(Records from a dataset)
######

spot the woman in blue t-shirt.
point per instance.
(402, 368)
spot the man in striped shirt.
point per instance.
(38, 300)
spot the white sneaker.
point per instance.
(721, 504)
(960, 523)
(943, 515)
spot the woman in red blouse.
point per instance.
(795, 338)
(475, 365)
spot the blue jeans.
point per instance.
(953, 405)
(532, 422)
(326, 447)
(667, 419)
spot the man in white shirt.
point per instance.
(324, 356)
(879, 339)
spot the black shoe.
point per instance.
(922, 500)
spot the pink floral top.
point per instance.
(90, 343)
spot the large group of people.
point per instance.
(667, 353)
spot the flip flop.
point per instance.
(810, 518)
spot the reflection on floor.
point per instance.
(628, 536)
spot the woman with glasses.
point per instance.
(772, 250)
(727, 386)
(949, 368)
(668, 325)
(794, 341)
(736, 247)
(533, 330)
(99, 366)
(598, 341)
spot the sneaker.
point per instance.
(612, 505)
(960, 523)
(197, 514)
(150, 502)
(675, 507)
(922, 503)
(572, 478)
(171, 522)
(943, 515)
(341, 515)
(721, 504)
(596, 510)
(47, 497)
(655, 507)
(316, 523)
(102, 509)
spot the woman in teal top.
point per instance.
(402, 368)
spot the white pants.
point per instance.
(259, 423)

######

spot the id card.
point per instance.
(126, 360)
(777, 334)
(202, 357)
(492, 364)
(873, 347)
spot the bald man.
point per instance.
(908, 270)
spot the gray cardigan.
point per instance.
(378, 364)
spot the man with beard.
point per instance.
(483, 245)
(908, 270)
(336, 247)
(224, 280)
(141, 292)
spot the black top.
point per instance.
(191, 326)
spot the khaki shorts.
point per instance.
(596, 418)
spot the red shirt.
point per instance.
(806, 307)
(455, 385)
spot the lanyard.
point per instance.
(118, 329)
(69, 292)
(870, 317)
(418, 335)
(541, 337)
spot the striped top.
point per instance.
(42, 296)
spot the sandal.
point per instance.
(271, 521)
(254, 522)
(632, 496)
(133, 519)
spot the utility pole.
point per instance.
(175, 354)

######

**TASK STATEMENT:** Count how many lines of the data above contain the string "shirt". Reply with the number alone.

**THE RESULT:** 4